What specifically are you guys thinking to get in there and target that market that’s frozen? (inaudible) supporting, backstopping the securitizers or guaranteeing the product because nobody wants to buy it?
PAULSON: Well, the — what — again, we’re in the process of working with the Fed to design it. And what we were — the idea I presented very generally was a program of liquidity which would make financing available to the buyers of this so — on a non-recourse basis — so to make financing available so that it encouraged their participation, you know, investors’ participation in the market.
QUESTION: Mr. Secretary, almost all of the first $350 billion has been allocated through TARP. When are you going to go to Congress to discuss accessing the remaining $350 billion? And is the total, is $700 billion, going to be enough?
PAULSON: Well, first of all, I have no timeline for going to Congress to ask for the drawdown of the second $350 billion. We have — we’re working to continue to design, develop programs that could be — it could be used.
------------------------------------
--- Stated task ---
Resume the transcript of the TARP press briefing right after its final sentence, carrying on with Paulson's answer.

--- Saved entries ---
------------------------------------
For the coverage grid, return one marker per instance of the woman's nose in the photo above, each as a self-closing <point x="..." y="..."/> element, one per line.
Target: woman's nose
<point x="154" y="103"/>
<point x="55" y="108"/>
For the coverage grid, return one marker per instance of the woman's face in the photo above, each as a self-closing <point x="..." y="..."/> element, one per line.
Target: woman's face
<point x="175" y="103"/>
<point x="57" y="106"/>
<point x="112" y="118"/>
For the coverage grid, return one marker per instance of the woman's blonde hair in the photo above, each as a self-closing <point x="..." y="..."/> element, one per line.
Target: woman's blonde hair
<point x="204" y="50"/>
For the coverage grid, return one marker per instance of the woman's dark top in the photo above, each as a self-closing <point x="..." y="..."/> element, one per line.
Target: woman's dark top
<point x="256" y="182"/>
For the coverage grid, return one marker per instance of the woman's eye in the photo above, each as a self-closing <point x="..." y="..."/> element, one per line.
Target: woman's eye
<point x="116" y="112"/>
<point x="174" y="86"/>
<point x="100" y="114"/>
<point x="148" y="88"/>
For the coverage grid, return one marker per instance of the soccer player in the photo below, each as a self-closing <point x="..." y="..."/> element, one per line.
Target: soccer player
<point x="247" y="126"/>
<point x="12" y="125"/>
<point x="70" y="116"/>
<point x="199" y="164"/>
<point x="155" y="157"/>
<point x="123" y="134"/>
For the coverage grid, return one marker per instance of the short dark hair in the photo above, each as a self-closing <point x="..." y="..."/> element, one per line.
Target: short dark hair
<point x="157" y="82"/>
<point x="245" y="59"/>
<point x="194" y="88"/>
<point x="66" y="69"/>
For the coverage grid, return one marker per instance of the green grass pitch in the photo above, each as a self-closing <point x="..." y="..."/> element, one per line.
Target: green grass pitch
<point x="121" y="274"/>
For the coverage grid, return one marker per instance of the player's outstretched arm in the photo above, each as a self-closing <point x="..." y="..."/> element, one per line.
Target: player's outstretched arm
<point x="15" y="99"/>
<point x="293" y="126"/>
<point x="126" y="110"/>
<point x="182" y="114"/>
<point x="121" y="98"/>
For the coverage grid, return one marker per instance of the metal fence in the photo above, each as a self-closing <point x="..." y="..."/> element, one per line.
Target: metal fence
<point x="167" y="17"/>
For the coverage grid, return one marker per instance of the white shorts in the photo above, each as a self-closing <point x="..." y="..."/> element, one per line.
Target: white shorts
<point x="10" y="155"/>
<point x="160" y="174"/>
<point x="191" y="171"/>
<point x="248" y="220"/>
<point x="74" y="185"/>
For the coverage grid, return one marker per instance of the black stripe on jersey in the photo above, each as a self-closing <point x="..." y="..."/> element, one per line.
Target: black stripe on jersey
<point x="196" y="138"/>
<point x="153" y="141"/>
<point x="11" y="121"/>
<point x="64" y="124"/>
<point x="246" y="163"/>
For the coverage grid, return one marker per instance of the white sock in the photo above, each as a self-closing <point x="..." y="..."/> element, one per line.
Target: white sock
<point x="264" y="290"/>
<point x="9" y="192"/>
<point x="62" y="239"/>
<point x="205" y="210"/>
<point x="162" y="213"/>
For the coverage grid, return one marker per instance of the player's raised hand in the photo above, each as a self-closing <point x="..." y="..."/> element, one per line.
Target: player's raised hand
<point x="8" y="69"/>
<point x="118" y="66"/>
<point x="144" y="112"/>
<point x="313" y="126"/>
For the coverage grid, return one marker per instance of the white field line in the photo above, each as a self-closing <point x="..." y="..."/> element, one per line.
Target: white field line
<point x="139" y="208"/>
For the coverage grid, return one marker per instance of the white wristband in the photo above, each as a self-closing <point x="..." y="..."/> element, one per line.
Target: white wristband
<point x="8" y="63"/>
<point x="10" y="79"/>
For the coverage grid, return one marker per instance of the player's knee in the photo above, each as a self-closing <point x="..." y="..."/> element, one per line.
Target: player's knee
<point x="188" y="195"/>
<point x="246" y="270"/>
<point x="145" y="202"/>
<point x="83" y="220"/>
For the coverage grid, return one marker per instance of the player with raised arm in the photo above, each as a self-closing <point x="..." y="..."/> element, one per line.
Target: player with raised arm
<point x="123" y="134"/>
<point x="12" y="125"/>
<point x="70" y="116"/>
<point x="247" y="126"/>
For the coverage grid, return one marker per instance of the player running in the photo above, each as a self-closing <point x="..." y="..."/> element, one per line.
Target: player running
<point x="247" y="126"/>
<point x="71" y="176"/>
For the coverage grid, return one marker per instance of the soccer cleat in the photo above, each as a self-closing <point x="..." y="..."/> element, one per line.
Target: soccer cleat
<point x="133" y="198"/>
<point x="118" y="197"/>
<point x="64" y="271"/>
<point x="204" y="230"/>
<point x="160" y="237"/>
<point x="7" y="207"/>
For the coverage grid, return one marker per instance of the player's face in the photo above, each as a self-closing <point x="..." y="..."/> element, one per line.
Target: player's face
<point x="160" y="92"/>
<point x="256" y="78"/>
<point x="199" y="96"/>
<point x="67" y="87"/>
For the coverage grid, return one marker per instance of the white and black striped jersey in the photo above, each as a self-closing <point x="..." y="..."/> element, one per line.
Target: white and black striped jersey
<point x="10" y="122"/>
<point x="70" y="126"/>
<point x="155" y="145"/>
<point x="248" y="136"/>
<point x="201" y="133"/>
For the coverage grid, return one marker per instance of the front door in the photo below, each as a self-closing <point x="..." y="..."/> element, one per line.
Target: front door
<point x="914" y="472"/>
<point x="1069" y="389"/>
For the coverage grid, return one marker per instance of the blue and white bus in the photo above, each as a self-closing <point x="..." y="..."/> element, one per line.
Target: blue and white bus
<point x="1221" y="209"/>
------------------------------------
--- Exercise answer ---
And when it’s the right time to use them, we will roll — we will roll them out. And if it then makes sense to go to Congress, we will go to Congress and ask for the drawdown of the second $350 billion.
And, as you know, that’s the — that’s really the process that Congress laid out for us.
Now, in terms of the — of the $700 billion size, I still am comfortable that with $700 billion we have what we — what we need.
QUESTION: Mr. Secretary, on the illiquid asset program (inaudible), what was your main reason for scrapping that? There have been thoughts (ph) that you had a problem pricing the assets.
PAULSON: No, it was the — let’s step back, give you a longer response to this. From the time we first focused on this issue, it was about capital — and capital in our financial institutions.
PAULSON: Our institutions have illiquid assets and there’s no doubt that buying illiqid assets serves two purposes. It freezes up capital and there’s a price discovery process which encourages — makes it easier for — for additional capital to come in. That’s still a very valid concept. But what — what changed — the facts changed, and the situation worsened. And given the situation we confronted, we said, the right way to use the taxpayers’ money — it would be through an investment program in — in — directly into capital — taking capital, because there’s — it’s much more powerful and there’s more leverage that goes with a — with the taxpayer dollars in such a program.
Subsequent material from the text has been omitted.